WHAT YOU SHOULD DO>
Reproduce, word for word, the forum question below on Gauss-Bonnet and Cauchy's differentiation formula.

DOCUMENT EXCERPT>
• • • •

Relation between (the $2 \pi$ in) Gauss-Bonnet and in Cauchy's differentation formula

Question

When I 1st saw Gauss-Bonnet, I was wondering if this $2 \pi$ had any relation with the $2 \pi$ in Cauchy's differentiation formula. Maybe a better question is to ask about the relation between Gauss-Bonnet and Cauchy's differentiation formula. I recall the $2 \pi$ (or $\tau$) in Cauchy's differentiation formula is to do with homotopy with a circle in the original Cauchy's integral formula. I guess Gauss-Bonnet will have something to do with circles or spheres. So far I know only some basic version of Gauss-Bonnet and not yet its generalisations.

Okay so not exactly any question yet ummm...

1. Where does the $2 \pi$ come from in Gauss-Bonnet? Is it something to do with circles or spheres (Or $S^n$)?

2. Is the $2 \pi$ in Gauss-Bonnet related to the $2 \pi$ in Cauchy's differentiation formula?

3. What's the relation of Gauss-Bonnet with Cauchy's differentiation formula?

• • • •

DATA ENTRIES>
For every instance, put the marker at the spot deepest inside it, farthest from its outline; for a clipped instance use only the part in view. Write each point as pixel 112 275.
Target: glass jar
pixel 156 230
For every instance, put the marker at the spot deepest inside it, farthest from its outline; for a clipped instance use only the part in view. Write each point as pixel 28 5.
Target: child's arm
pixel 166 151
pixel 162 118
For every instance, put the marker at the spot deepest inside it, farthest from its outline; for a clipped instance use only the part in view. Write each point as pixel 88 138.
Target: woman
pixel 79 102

• • • •

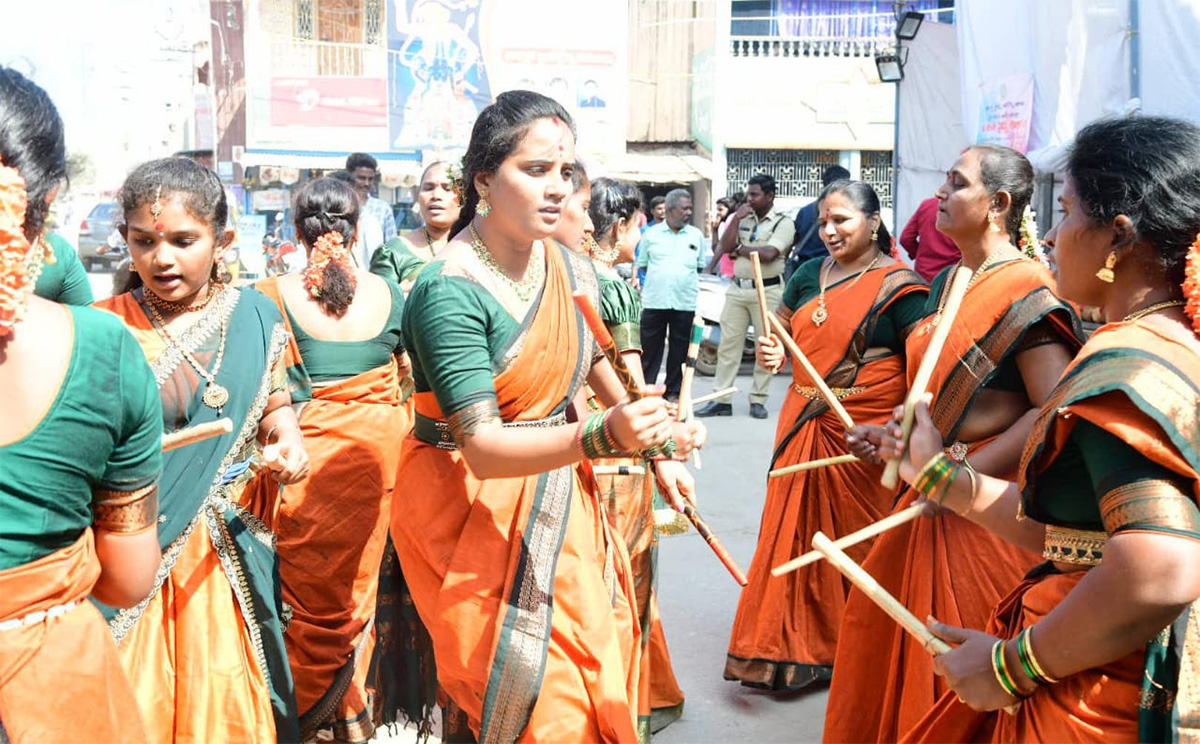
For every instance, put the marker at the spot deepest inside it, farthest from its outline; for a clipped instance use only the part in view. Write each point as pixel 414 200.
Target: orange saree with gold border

• • • •

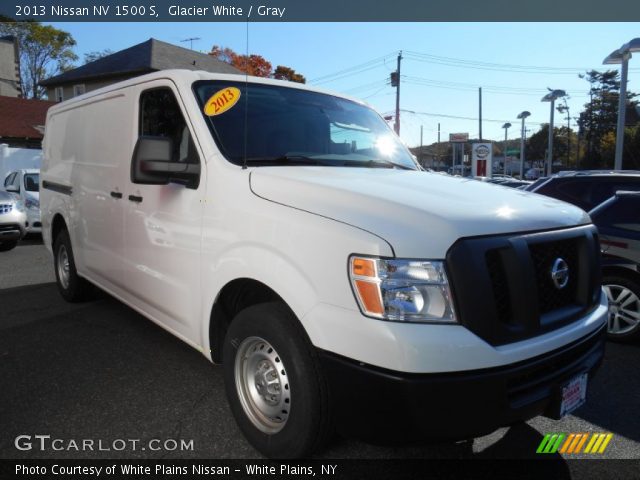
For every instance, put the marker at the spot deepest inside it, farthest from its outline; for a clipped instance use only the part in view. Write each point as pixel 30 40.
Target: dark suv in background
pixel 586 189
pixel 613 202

• • • •

EXERCISE SOLUTION>
Relation between (the $2 \pi$ in) Gauss-Bonnet and in Cauchy's differentation formula

Question

When I 1st saw Gauss-Bonnet, I was wondering if this $2 \pi$ had any relation with the $2 \pi$ in Cauchy's differentiation formula. Maybe a better question is to ask about the relation between Gauss-Bonnet and Cauchy's differentiation formula. I recall the $2 \pi$ (or $\tau$) in Cauchy's differentiation formula is to do with homotopy with a circle in the original Cauchy's integral formula. I guess Gauss-Bonnet will have something to do with circles or spheres. So far I know only some basic version of Gauss-Bonnet and not yet its generalisations.

Okay so not exactly any question yet ummm...

1. Where does the $2 \pi$ come from in Gauss-Bonnet? Is it something to do with circles or spheres (Or $S^n$)?

2. Is the $2 \pi$ in Gauss-Bonnet related to the $2 \pi$ in Cauchy's differentiation formula?

3. What's the relation of Gauss-Bonnet with Cauchy's differentiation formula?